[Entries from a point labeling set]
——
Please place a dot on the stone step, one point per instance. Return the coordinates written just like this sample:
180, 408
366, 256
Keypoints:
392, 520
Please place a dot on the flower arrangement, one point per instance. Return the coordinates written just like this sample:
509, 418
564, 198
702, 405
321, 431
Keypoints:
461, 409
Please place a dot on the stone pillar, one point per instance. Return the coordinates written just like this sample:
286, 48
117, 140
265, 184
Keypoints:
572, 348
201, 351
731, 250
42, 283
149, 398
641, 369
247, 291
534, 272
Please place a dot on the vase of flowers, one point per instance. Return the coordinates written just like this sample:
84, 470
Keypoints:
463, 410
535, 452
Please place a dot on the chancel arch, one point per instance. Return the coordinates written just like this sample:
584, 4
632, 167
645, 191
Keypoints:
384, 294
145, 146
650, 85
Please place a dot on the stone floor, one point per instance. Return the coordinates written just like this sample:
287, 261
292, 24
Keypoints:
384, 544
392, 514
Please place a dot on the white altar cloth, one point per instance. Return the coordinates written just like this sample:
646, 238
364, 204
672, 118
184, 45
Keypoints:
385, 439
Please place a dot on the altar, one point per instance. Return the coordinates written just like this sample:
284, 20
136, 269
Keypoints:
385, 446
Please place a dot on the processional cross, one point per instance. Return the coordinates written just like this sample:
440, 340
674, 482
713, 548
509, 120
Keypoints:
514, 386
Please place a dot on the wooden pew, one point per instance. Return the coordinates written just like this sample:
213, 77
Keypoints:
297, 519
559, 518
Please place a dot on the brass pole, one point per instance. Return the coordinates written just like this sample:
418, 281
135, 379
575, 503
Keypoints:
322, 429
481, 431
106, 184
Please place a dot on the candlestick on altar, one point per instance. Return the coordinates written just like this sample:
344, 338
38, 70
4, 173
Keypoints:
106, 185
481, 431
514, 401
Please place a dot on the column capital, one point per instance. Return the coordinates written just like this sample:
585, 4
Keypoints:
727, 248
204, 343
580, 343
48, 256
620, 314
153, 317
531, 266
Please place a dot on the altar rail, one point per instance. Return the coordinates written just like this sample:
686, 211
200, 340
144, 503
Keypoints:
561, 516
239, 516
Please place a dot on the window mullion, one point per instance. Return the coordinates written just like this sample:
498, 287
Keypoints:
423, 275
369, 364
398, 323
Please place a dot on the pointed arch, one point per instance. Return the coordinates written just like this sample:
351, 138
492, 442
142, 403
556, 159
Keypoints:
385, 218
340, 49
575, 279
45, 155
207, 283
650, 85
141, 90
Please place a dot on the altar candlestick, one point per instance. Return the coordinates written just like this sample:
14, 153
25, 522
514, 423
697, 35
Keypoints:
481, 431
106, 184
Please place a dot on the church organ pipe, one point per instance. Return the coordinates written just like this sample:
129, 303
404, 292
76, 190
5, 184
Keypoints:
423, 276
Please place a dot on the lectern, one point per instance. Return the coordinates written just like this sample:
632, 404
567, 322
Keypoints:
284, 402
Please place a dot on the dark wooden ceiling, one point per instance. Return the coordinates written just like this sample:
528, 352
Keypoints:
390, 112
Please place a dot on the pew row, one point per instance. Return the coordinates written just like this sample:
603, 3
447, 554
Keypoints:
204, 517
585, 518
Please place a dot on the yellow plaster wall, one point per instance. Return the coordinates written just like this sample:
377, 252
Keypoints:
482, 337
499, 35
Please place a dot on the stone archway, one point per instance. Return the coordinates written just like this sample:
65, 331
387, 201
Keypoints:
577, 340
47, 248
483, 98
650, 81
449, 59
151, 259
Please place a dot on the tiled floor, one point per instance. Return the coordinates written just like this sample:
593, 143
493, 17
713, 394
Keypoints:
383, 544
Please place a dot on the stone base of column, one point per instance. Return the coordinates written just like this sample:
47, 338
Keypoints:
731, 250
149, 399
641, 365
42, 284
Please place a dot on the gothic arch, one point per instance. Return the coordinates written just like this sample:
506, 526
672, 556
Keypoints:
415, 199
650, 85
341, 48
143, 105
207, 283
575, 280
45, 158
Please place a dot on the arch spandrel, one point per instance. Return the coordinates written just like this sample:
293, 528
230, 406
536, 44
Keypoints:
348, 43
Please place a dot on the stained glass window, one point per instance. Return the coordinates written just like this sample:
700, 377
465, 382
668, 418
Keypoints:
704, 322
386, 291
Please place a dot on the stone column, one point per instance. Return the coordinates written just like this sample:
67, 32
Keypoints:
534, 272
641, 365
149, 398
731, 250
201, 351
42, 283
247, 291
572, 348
——
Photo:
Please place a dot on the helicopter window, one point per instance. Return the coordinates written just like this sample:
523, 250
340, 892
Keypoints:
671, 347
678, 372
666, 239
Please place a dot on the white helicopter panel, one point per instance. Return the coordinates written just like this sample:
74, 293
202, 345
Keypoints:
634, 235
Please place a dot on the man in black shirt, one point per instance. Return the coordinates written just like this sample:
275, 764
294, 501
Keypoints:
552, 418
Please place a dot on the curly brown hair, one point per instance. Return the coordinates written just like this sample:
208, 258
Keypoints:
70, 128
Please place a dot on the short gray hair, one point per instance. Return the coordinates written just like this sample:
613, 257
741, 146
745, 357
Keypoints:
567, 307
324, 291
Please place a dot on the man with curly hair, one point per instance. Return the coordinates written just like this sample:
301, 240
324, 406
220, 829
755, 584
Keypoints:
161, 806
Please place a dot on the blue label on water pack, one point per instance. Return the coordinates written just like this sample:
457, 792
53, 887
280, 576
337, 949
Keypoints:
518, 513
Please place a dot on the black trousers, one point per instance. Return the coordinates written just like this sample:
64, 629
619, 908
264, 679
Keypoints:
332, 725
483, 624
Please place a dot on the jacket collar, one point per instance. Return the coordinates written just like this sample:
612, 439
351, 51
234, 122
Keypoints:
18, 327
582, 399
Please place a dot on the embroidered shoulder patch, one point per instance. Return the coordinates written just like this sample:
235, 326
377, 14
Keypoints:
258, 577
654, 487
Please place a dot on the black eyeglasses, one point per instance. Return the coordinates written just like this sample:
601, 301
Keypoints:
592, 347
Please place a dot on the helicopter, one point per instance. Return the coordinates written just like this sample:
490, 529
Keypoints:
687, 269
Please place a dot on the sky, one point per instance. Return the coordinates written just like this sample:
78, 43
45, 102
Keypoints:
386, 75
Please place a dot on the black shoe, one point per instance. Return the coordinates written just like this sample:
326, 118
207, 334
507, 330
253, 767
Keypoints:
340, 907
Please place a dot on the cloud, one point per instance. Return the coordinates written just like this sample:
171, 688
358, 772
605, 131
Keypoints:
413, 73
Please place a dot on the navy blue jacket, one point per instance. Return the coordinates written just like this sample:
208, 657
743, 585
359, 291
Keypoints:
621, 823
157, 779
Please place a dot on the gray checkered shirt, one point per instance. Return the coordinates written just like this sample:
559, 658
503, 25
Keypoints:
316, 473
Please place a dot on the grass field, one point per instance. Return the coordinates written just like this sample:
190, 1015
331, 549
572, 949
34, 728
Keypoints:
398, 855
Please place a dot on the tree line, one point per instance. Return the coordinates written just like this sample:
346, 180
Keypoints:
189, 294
——
- _Instructions for the task_
State how many lines in the entries above contain the string "candlestick", with case counting. Reply with the number alone.

- _Solution below_
2